-- Begin MATERIAL FOR THIS EXERCISE --
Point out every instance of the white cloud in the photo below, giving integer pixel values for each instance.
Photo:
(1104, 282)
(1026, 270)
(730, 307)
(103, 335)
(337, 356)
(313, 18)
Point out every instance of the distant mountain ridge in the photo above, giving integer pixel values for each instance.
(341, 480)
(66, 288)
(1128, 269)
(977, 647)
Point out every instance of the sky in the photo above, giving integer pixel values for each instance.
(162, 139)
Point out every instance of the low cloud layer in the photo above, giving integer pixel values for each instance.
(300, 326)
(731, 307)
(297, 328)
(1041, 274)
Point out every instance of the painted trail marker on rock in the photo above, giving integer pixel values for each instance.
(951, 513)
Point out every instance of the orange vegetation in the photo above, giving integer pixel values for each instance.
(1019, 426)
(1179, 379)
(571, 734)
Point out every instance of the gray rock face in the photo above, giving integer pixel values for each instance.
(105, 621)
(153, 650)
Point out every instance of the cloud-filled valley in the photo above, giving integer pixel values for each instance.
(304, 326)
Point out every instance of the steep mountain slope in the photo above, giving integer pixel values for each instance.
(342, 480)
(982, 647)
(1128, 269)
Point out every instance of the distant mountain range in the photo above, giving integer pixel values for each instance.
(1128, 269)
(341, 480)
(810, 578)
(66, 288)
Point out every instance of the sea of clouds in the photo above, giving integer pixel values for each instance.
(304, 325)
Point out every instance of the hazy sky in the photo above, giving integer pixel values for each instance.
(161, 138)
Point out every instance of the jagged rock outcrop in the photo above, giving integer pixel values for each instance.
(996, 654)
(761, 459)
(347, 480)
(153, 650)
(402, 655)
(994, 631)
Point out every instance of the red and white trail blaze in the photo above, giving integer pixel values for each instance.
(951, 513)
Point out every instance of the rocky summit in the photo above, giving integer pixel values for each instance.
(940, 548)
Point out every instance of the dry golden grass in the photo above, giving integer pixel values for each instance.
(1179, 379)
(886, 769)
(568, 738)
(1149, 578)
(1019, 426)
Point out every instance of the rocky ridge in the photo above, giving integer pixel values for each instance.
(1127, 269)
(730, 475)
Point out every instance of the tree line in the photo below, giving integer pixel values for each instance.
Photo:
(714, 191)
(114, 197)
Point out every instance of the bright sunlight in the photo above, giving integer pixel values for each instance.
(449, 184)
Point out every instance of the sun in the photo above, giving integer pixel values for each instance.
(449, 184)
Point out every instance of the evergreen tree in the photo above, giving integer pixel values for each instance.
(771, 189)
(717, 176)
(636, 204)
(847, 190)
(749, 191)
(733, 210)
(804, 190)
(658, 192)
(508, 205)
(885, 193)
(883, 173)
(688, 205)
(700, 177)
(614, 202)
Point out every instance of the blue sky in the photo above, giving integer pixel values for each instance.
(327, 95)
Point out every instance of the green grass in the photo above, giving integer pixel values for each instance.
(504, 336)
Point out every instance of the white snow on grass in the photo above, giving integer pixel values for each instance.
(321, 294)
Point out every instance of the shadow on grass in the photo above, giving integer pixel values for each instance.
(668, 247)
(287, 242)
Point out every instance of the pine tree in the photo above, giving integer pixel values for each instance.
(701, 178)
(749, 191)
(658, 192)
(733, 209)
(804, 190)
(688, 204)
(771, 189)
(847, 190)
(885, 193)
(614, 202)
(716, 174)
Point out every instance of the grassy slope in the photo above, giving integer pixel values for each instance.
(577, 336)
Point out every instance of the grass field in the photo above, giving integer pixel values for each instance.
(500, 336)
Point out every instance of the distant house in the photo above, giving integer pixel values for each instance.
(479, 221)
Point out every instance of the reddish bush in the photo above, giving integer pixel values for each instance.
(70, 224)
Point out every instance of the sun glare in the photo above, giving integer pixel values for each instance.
-- End MATERIAL FOR THIS EXERCISE --
> _GOAL_
Reproduce every line of the items above without changing a single word.

> _TASK RESULT_
Point out every instance of the white cloud in the photo below, giving integer pixel values for each instance.
Photo:
(1104, 282)
(1026, 270)
(730, 307)
(103, 335)
(337, 356)
(313, 18)
Point out every instance of the distant mountain ridge in the photo above, giving integer pixel values for each instance.
(341, 480)
(66, 288)
(1128, 269)
(977, 647)
Point out every instance of the sky in the photo above, giving integer pixel values for each instance.
(162, 139)
Point out every instance of the low cloud layer in the photo above, giving integer pixel values for each instance.
(300, 326)
(731, 307)
(297, 328)
(1041, 274)
Point out every instance of the painted trail marker on rock in the photo above, giving integer pixel values for each instance.
(951, 513)
Point out every instance of the orange vegetation in the photo above, giving integer pixel values for each instance.
(1019, 426)
(1179, 379)
(571, 734)
Point out every instance of the gray rock face in the photo above, giving integer pixel values for each instance.
(105, 621)
(153, 650)
Point out every instance of the cloud-filled valley in the photo above, giving integer pixel values for each instance.
(304, 326)
Point out every instance of the steep mountain slope in the photo above, giving integer pixel values for each instance.
(342, 480)
(982, 647)
(1128, 269)
Point out every instance of the distant mountain range in the photo above, giving integer pixel values for each instance.
(1128, 269)
(341, 480)
(810, 578)
(66, 288)
Point out every instance of the sea of clouds in the photo above, giving integer pixel values for each instance.
(304, 325)
Point out every instance of the hazy sky in the photo above, giving integer pixel values for each instance.
(161, 138)
Point out every instance of the jagged rock outcrop in the photo above, giving integer pixel values for each instance.
(996, 654)
(761, 459)
(347, 480)
(153, 650)
(402, 655)
(994, 631)
Point out every instance of the red and white trail blaze in the photo above, giving integer pixel values for each instance.
(951, 513)
Point out every instance of the rocky summit in the photo above, giving integer pixel values for each instance.
(940, 548)
Point out every instance of the dry golden grass in the photo above, giving integer pixel values for each instance.
(1179, 379)
(886, 769)
(568, 738)
(1149, 578)
(1019, 426)
Point out every instance of the rocky ridge in the photo above, giving integer pixel values for each instance.
(1127, 269)
(730, 475)
Point out every instance of the tree line in the photo below, giving integer pixel values for each instance.
Photo:
(714, 191)
(114, 197)
Point out every instance of the bright sunlight in the photo above, giving integer pixel values for each instance.
(449, 184)
Point out every instance of the sun in the photo above, giving integer pixel values for each instance.
(449, 184)
Point out every instance of the evergreen tree in the photo above, giving integer pixel values for each instance.
(771, 189)
(717, 176)
(636, 204)
(847, 190)
(749, 191)
(733, 210)
(804, 190)
(658, 192)
(508, 205)
(885, 193)
(883, 173)
(688, 205)
(700, 177)
(614, 202)
Point out every instance of the blue sky in the photo above, giving integer pixel values for each instance.
(327, 95)
Point out every instance of the green grass in the photo above, giving integer pixel values for each instance.
(504, 336)
Point out every instance of the white snow on grass in the photo above, giving integer pixel values for each instance.
(321, 294)
Point out every instance of the shadow on grass in the photo above, giving integer pixel values for each instance.
(668, 247)
(287, 242)
Point out every instance of the pine tree in the photo above, giving integer pixel values for each instance.
(701, 178)
(749, 191)
(658, 192)
(733, 209)
(804, 190)
(688, 204)
(771, 189)
(847, 190)
(885, 193)
(614, 202)
(716, 174)
Point out every instance of the grassy slope in the photo above, giving integer pixel values for each instance.
(577, 336)
Point out every instance of the grass field in the photo above, giving integer pixel values for each instance.
(500, 336)
Point out every instance of the distant house in the photo above, giving integer pixel values for each instance.
(479, 221)
Point out every instance of the reddish bush in the photo above, giving integer pixel values for each instance.
(70, 224)
Point out every instance of the sun glare in the photo above, giving integer pixel values for each instance.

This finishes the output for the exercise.